- Tâche demandée 1
Relevez, dans l'ordre où ils apparaissent, tous les noms de lieux cités dans le texte sur les attaques de Vauquois.
------------
LES ATTAQUES
DE VAUQUOIS
Nous sommes en
février 1915. Depuis plus de quatre mois que le front est stabilisé, les
positions se sont organisées. Le système des tranchées a été adapté à la
défense du terrain qu'on occupe. Les premiers abris se sont creusés, dans
lesquels les troupes en réserve se reposent. Des réseaux de fil de fer
protègent les premières
lignes.
Après un repos
dans la région de Saint-André, la 10e D. I. part pour attaquer Vauquois. De
ce village, situé
sur une colline abrupte, entre la Meuse et la forêt d'Argonne,
l'ennemi a fait une position
formidable. Il ne veut pas perdre cette sentinelle avancée dans la vallée de l'Aire, d'où il peut
surveiller tout le pays, de notre côté, jusqu'à Clermont-en-Argonne.
A travers les
maisons écroulées, il a construit tout un système de tranchées et de
boyaux. Il se terre dans les caves et dans ses abris solides se croit
invulnérable. Vauquois est pour les Allemands une forteresse contre laquelle tous nos assauts doivent se briser.
Le 17 février
1915, une première attaque a lieu. Le 46e est en réserve dans la forêt de
Hesse. L'attaque ne réussit pas.
On va la
recommencer les 28 février et 1er mars, cette fois avec succès. Au pied de cette butte à pic, le
46e est en ligne, sous le
commandement du colonel Simon, à côté du 89e. Une forte préparation
d'artillerie incendie la colline. Et pour défoncer les caves où l'ennemi se croit en sûreté, les 270 de
marine tirent avec
précision. La route est ouverte à nos troupes d'assaut.
------------
- Tâche demandée 2
Filtrez les lignes ci-dessous : recopiez chacune de celles qui contiennent la chaîne "torch", en tenant compte de la casse.

- Lignes fournies
------------
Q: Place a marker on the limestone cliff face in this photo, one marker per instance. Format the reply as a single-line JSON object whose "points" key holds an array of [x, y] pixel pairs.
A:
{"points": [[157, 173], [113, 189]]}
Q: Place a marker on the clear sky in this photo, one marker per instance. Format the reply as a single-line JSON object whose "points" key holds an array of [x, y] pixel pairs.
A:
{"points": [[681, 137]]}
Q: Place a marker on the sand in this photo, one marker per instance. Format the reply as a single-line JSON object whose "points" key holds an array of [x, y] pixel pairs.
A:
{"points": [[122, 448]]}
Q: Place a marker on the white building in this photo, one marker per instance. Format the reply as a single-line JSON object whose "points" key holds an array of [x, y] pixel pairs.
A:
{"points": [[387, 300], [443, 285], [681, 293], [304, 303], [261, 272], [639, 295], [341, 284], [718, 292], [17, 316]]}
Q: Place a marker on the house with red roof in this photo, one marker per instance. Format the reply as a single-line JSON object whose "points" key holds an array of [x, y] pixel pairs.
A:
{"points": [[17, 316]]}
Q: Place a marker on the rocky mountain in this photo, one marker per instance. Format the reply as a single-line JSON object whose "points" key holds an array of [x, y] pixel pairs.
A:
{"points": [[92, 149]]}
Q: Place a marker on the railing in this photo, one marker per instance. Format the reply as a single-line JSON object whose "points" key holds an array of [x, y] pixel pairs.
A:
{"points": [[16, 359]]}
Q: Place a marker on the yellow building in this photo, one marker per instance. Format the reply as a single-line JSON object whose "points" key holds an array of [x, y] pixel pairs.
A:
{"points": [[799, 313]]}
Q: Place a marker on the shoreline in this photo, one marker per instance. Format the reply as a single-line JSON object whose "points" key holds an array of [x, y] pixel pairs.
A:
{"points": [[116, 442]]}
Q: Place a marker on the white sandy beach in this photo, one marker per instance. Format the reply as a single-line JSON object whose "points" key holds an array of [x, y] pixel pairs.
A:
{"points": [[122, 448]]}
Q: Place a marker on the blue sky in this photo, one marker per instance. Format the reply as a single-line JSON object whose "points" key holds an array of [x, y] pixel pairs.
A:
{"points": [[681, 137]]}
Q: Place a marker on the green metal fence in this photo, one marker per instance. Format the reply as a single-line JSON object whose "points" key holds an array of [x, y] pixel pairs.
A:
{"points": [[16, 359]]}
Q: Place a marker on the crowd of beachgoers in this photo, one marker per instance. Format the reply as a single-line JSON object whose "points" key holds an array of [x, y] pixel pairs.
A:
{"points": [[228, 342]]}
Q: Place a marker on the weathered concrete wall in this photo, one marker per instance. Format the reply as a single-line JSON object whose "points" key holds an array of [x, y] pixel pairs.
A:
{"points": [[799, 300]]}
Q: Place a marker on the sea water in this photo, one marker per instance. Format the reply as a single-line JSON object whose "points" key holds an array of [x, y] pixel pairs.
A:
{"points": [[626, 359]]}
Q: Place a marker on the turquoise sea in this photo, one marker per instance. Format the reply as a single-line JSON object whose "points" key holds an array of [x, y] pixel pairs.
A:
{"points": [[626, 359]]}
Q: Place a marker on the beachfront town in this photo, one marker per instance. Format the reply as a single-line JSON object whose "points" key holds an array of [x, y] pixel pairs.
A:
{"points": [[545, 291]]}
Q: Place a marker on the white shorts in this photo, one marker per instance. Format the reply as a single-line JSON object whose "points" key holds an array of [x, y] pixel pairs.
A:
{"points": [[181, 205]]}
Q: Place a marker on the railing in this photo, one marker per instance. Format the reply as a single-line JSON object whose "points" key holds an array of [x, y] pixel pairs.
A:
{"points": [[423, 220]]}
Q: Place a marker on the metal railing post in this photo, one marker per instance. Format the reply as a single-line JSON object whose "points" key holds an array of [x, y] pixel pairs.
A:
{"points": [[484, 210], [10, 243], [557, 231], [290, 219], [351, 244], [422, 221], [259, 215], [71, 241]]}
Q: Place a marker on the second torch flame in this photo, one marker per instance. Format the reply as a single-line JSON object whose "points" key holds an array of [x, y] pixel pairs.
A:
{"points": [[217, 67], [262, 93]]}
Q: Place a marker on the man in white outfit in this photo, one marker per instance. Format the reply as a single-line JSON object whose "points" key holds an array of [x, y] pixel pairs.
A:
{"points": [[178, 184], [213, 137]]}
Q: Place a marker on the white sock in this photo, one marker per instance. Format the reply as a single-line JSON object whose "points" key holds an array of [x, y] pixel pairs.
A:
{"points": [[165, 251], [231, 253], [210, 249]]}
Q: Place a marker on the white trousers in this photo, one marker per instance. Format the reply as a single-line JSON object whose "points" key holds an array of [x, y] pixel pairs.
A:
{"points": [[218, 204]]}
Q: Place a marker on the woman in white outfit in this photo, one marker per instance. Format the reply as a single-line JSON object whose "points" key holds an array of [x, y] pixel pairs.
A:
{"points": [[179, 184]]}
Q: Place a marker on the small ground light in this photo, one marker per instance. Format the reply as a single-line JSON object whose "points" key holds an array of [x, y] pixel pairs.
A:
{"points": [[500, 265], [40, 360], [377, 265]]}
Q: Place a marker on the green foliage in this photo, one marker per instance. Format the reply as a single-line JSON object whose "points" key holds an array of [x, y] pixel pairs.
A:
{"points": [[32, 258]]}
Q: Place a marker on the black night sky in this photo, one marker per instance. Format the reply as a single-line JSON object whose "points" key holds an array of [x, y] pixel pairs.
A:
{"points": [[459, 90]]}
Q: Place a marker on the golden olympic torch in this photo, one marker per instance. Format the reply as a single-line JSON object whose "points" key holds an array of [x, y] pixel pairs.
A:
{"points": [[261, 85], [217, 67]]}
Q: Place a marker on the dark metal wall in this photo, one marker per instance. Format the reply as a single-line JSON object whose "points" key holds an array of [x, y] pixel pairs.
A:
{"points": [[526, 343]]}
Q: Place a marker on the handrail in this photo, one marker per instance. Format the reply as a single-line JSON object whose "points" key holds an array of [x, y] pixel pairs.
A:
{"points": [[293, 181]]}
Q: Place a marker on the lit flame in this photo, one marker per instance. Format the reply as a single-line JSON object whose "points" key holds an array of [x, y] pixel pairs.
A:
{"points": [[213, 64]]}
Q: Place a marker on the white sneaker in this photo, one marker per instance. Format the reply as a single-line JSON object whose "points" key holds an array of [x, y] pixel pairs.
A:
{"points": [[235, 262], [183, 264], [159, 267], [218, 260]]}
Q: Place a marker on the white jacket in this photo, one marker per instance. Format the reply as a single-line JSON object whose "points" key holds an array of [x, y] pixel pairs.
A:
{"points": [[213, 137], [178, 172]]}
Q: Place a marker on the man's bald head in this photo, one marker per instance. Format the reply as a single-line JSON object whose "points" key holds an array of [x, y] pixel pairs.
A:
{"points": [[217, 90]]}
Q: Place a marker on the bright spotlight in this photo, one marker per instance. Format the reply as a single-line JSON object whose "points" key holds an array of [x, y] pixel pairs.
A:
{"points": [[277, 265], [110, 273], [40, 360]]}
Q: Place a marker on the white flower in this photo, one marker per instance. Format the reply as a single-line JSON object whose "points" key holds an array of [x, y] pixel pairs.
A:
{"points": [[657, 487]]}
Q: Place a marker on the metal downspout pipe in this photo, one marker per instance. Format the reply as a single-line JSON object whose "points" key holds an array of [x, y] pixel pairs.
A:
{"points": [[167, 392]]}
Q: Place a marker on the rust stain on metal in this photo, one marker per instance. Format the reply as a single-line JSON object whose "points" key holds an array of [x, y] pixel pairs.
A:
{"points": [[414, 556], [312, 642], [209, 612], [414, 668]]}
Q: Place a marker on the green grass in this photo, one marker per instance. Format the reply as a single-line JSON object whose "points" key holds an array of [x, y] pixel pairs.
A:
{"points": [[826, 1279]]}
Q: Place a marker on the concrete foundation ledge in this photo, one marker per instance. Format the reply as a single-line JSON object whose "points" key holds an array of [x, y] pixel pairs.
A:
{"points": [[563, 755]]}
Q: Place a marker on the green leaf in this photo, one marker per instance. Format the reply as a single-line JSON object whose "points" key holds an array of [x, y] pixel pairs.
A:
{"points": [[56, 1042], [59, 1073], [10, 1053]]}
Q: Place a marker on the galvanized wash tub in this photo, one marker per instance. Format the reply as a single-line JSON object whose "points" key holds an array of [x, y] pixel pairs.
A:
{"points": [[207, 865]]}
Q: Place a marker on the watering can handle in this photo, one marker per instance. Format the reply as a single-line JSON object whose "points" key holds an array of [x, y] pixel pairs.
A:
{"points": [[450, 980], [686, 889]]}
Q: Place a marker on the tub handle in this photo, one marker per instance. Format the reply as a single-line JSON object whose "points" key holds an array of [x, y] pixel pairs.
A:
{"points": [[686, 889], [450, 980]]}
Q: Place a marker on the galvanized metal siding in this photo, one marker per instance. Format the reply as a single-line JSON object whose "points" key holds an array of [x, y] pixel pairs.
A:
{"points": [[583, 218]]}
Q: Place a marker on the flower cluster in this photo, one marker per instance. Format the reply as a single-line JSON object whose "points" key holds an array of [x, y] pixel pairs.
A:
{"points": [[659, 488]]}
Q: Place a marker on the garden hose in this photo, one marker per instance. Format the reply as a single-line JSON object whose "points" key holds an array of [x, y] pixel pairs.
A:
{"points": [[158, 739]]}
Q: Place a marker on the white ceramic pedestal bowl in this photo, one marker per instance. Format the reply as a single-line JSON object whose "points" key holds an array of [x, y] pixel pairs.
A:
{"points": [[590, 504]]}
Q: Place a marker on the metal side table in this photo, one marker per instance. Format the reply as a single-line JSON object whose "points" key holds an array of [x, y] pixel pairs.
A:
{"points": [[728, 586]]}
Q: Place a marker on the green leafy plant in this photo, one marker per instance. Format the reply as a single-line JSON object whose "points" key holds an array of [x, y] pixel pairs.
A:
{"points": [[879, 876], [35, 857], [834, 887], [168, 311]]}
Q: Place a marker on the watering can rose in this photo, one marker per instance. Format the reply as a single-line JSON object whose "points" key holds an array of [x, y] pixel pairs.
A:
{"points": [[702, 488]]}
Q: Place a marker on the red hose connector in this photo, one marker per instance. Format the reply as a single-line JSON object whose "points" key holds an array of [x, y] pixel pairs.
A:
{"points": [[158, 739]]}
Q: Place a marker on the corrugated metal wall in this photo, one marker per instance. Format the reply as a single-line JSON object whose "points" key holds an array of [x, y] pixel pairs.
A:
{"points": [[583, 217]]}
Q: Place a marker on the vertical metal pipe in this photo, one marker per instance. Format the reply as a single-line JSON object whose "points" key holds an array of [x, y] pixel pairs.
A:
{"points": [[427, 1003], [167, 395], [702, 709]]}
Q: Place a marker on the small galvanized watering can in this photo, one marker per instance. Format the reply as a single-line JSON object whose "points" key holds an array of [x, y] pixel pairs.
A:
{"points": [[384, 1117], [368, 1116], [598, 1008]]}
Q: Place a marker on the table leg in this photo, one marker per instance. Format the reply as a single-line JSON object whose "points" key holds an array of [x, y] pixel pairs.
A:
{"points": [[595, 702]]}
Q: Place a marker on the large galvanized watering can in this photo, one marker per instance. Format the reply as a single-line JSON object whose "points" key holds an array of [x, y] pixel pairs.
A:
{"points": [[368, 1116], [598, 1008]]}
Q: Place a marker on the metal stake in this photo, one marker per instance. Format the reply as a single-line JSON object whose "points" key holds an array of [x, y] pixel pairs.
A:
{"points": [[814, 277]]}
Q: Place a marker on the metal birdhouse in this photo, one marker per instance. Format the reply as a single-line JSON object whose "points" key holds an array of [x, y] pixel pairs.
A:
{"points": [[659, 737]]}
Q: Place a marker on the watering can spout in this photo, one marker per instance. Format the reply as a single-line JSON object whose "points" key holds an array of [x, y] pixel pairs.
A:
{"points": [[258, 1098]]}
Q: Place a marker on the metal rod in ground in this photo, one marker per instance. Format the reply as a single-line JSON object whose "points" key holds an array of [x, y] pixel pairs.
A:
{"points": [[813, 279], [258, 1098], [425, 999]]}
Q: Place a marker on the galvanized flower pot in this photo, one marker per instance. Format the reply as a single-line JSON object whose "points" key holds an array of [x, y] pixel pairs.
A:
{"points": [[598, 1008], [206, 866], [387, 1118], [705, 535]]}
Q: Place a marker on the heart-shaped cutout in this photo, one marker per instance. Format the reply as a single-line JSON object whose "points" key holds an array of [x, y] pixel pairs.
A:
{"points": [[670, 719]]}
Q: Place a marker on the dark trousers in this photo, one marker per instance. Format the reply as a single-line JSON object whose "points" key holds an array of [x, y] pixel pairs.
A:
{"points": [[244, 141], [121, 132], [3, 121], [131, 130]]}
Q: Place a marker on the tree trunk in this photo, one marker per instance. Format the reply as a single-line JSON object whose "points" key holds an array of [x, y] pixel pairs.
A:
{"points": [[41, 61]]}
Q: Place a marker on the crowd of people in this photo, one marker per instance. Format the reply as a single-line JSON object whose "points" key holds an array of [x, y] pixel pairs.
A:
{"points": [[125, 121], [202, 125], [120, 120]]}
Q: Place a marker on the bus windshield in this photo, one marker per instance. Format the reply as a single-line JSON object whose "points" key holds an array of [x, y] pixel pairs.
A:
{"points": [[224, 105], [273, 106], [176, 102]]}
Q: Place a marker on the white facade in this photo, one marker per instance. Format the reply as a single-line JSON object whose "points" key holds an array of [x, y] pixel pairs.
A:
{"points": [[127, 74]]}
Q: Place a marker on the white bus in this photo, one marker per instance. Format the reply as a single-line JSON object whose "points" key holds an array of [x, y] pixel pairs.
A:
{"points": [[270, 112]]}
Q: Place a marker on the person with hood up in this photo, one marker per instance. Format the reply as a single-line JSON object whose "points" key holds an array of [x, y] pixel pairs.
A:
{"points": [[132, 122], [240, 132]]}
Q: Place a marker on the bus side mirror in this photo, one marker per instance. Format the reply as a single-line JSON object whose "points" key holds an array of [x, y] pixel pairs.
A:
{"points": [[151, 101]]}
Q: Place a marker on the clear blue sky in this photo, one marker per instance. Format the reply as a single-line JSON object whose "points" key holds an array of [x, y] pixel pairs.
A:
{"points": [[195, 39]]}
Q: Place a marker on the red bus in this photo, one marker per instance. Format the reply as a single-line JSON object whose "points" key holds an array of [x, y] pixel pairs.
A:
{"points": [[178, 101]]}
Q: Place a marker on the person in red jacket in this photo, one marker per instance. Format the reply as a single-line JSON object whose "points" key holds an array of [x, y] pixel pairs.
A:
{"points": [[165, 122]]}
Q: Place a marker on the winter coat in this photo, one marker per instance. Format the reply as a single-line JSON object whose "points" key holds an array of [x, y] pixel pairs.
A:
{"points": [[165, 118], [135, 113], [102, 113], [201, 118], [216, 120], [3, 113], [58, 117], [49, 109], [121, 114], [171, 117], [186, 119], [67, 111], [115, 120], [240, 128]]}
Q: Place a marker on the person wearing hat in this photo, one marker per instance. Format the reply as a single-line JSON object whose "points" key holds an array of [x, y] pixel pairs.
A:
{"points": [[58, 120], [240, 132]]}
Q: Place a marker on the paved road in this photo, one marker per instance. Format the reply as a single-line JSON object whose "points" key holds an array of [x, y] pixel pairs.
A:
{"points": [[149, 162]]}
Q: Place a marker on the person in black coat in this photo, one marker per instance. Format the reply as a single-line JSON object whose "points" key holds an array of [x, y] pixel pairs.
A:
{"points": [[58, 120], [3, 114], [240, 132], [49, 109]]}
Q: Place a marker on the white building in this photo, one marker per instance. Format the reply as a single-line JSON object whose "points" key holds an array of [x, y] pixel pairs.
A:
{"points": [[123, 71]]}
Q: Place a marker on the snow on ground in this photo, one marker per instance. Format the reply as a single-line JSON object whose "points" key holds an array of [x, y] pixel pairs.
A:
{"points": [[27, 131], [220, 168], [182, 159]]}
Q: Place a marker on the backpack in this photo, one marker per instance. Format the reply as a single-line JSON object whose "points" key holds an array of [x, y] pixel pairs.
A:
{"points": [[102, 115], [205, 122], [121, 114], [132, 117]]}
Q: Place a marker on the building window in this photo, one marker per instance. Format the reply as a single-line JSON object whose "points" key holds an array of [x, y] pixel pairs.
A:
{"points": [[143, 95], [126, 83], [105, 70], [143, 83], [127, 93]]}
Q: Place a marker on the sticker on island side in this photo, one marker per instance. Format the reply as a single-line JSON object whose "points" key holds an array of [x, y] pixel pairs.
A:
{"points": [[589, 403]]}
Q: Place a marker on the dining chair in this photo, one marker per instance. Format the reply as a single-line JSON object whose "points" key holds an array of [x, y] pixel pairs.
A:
------------
- Réponse attendue 1
Vauquois ; Saint-André ; la Meuse ; la forêt d'Argonne ; la vallée de l'Aire ; Clermont-en-Argonne ; la forêt de Hesse

- Réponse attendue 2
Q: Place a marker on the second torch flame in this photo, one marker per instance. Format the reply as a single-line JSON object whose "points" key holds an array of [x, y] pixel pairs.
Q: Place a marker on the golden olympic torch in this photo, one marker per instance. Format the reply as a single-line JSON object whose "points" key holds an array of [x, y] pixel pairs.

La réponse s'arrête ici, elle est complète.